--- START OF Data supplied ---

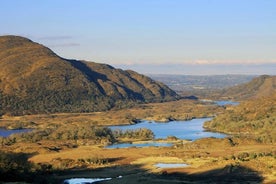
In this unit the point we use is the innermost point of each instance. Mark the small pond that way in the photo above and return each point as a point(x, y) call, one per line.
point(226, 102)
point(140, 145)
point(6, 132)
point(170, 165)
point(84, 180)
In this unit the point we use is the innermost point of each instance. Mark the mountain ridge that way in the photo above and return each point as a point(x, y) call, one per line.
point(258, 87)
point(33, 79)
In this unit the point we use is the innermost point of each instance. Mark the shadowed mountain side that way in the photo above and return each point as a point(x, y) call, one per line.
point(33, 79)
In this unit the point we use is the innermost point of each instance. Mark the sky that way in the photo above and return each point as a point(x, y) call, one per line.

--- END OF Data supplied ---

Exercise task >> Reproduce the listing from its beginning through the line containing "point(84, 180)", replacing "small pond" with "little pond" and keeping everything else the same. Leave the pictures out.

Solution below >>
In this unit the point we use is the innermost point of each instance. Mark the little pond that way in the photo above and return each point as a point(x, y) call, one per line.
point(226, 102)
point(140, 145)
point(6, 132)
point(170, 165)
point(84, 180)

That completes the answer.